**STATED EXERCISE 1:**
Please answer these questions about the Transport Workers Union excerpt below, one line each:
(a) A month after a judge could have restored its automatic dues check-off rights, what has the union still not filed?
(b) What happened to the election for the candidate seeking a Manhattan steward's post?
(c) In August, whom did Mr. Toussaint threaten with the loss of release time?
**STATED EXERCISE 2:** Carry the Transport Workers Union excerpt below forward from its last sentence.

**EXCERPT:**
○ ○ ○ ○ ○
A month after Transport Workers Union Local 100 could have had its automatic dues check-off rights restored by a judge, the union still hasn't filed a legal petition. While this might seem to be a matter of some urgency, Local 100 President Roger Toussaint's September itinerary seemed to reflect a different priority: so many scores to settle, so little time.

There was the shop steward at a Brooklyn bus depot who was removed without explanation, and the candidate for a Manhattan steward's post who had the election canceled a day before it was to be held. There were two Local 100 Maintenance of Way Division chairmen who were denied lists of which of their members were not up to date on dues payments.

Any notion that this flurry of activity at Mr. Toussaint's direction was an attempt to make up for a sleepy August could be dispelled by his actions during that month: he threatened the union's Power Division chairman with the loss of release time for allegedly leaving an injured worker susceptible to manipulation by treacherous New York City Transit officials, and called off an election for a vice president in Local 100's Private Lines Division, contending he had the right to appoint someone to the post.
○ ○ ○ ○ ○
**COLLECTED MATERIAL:**
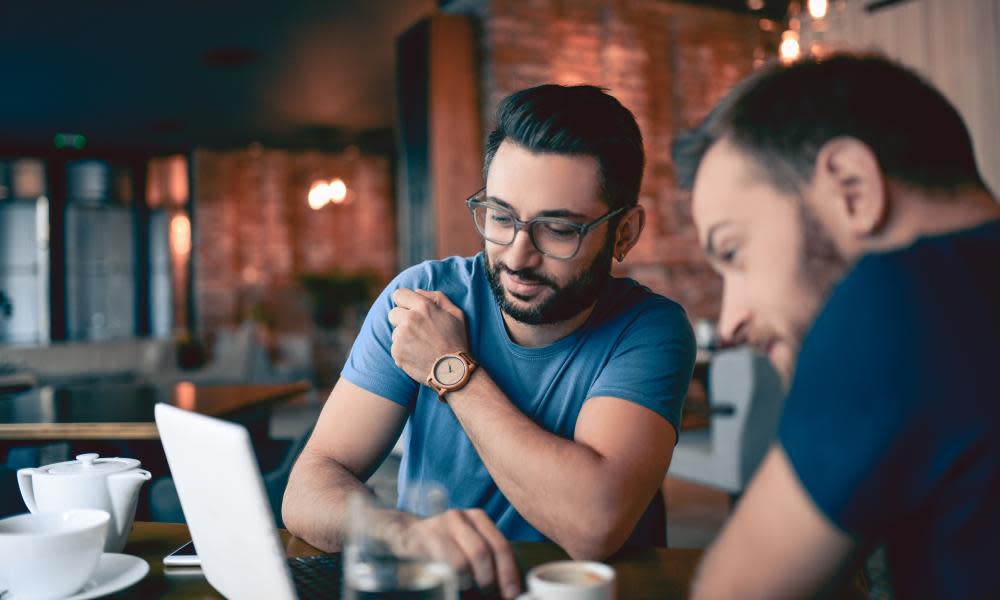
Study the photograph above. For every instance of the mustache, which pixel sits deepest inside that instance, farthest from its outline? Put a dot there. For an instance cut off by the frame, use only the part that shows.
(526, 274)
○ ○ ○ ○ ○
**FINAL ANSWER 1:**
(a) A legal petition.
(b) It was canceled a day before it was to be held.
(c) The union's Power Division chairman.

**FINAL ANSWER 2:**
A GROUCHO KIND OF MARXIST: Some of Roger Toussaint's media critics have denounced him for Marxist views, but his high-handed conduct lately has been less reminiscent of Karl than of Groucho satirizing a dictator in 'Duck Soup.'

Each Move Had Political Component

In every case, Mr. Toussaint moved to thwart political foes, by denying them the right to be leaders or choose them at the shop or division level, or to make sure that those who support them remain eligible to vote by paying their dues.

Dues payments are the lifeblood of a union's fiscal health, and automatic payroll deduction is the vein through which that blood flows without undue exertion. But a reduction in that blood, while unhealthy for the union, is not necessarily unhealthy for its leader's political future, if those withholding it are the wrong donors. Tony Utano, a chairman in the union's Maintenance of Way Division, told this newspaper's Ari Paul last week that he believed Mr. Toussaint had refused to provide him with a list of which division members were not current on dues payments to prevent him from alerting them to the political consequences of their nonpayment.

That is, to be sure, a cynical theory. It is hard to dismiss, however, because there is no other obvious explanation for why the union leader would not be providing the list at a time when Local 100 needs every dues payment it can get.

Based on figures that union officials have not updated since the end of May, roughly half of Local 100's 34,000 members agreed to have their dues covered through some alternative payment method, primarily from personal bank accounts or credit cards.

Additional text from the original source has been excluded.